▸ **ФРАГМЕНТ ТЕКСТА**:

Один из основоположников структурного синтаксиса Л. Теньер писал по поводу ограничения своего анализа предложением: «Однако в действительности речь не представляет собой последовательность изолированных фраз. Напротив, нормальной чаще всего является такая последовательность предложений, которая выражает целый ряд взаимосвязанных мыслей, образующих упорядоченное целое; такая последовательность служит для выражения, будь то устно или письменно, более или менее сложной мысли» (цит. по [2, С. 44]).
Поскольку отношение к тексту как объекту исследования было отнюдь не однозначным на разных этапах развития языковедения, до настоящего времени многие проблемы, связанные с определением, статусом и методами анализа текста остаются открытыми.

▸ **ЗАДАНИЯ**:
(A) Кого фрагмент называет одним из основоположников структурного синтаксиса?
(B) Выведите часть фрагмента между «Один из основоположников» и «по [2, С. 44]).» включительно.
Пользуйтесь только фрагментом.

(Данные о расположении объектов)
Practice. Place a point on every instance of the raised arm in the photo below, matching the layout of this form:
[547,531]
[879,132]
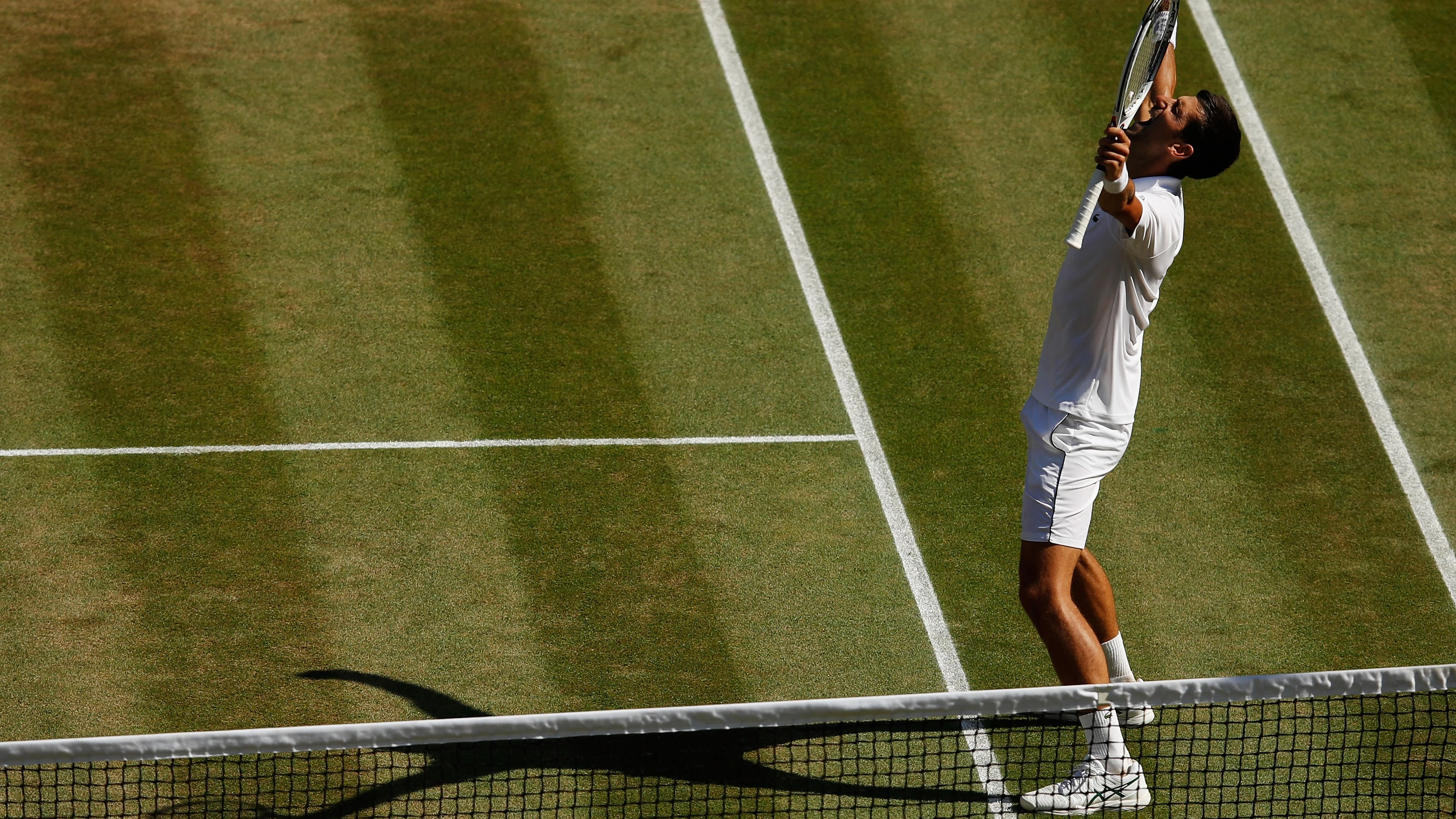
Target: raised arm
[1114,148]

▸ **ОТВЕТЫ К ЗАДАНИЯМ**:
(A) Л. Теньера.

(B)
Один из основоположников структурного синтаксиса Л. Теньер писал по поводу ограничения своего анализа предложением: «Однако в действительности речь не представляет собой последовательность изолированных фраз. Напротив, нормальной чаще всего является такая последовательность предложений, которая выражает целый ряд взаимосвязанных мыслей, образующих упорядоченное целое; такая последовательность служит для выражения, будь то устно или письменно, более или менее сложной мысли» (цит. по [2, С. 44]).